**** MATERIAL TO PROCESS ****

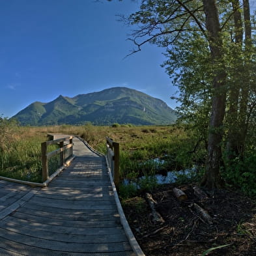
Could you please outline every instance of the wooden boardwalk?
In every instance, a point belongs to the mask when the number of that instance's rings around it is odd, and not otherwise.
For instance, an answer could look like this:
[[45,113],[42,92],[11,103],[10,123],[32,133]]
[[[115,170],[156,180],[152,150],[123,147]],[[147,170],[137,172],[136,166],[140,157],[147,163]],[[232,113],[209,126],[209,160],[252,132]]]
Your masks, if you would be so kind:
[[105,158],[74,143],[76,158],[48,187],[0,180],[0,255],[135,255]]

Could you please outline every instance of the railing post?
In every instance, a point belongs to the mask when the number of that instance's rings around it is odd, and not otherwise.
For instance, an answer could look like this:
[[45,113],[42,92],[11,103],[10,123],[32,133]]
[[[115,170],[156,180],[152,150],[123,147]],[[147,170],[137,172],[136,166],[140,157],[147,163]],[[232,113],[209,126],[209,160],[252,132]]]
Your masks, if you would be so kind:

****
**** MATERIAL TO PROCESS ****

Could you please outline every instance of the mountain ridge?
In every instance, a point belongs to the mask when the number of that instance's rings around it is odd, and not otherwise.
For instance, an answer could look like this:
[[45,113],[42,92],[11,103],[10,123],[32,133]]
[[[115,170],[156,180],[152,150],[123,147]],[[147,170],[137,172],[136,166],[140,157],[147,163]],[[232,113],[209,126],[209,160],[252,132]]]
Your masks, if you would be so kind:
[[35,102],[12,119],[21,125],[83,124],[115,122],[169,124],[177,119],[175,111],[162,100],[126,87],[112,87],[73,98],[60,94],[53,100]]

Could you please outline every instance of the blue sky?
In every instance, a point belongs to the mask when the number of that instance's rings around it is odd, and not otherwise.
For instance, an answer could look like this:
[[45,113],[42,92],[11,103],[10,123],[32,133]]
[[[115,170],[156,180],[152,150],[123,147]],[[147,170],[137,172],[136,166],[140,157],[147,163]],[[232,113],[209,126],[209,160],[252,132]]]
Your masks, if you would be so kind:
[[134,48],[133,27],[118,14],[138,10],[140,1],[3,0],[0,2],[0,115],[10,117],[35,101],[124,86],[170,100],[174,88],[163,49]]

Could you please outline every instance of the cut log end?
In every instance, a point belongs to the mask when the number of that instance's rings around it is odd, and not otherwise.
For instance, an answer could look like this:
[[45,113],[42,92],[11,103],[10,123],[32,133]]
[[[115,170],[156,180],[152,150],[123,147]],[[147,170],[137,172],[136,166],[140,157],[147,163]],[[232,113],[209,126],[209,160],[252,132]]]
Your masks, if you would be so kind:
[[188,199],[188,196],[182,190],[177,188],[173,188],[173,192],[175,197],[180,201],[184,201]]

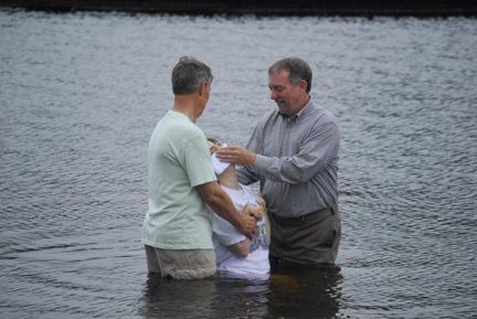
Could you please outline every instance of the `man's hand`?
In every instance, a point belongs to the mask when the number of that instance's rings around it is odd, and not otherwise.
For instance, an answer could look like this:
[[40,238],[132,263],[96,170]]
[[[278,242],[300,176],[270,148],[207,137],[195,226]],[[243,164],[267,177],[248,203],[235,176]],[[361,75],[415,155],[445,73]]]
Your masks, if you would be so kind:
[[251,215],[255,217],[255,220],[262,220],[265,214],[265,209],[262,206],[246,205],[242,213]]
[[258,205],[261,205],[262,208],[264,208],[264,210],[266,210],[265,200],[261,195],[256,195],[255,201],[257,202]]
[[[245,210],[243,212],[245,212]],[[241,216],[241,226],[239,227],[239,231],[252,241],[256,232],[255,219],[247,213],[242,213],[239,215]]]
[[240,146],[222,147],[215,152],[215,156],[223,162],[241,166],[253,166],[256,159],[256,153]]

****
**** MATERIAL TO PROCESS ****

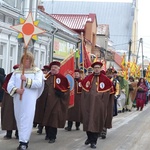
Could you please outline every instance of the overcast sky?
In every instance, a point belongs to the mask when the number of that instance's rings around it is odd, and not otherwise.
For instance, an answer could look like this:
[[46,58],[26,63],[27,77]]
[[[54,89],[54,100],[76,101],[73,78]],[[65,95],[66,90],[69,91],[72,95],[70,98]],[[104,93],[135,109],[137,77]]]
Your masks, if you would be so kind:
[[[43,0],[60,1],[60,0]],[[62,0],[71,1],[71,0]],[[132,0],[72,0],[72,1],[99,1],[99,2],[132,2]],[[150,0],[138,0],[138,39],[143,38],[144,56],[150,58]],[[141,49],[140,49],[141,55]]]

****

### PROBLEM TO SOLVE
Update the records starting at the line that contains "Could you please outline every instance of the wooden" and ending at the line that contains "[[105,158],[74,143],[76,158],[48,187],[0,180],[0,255],[135,255]]", replacing "boardwalk" with "footbridge" and leaving all else unchanged.

### RESPONSE TO THE TASK
Could you please outline every instance of the wooden footbridge?
In every instance, a point belongs to the mask when the number of that instance's rings around it is odd, and not otherwise.
For instance, an answer could look like this:
[[45,113],[42,92],[11,103],[10,123],[32,133]]
[[[115,170],[156,180],[152,150],[123,147]],[[147,170],[137,172],[136,166],[140,157],[147,163]],[[232,113],[209,126],[209,160],[252,132]]]
Your masks, if you would be so kind:
[[105,158],[74,143],[76,158],[48,187],[0,180],[0,255],[135,255]]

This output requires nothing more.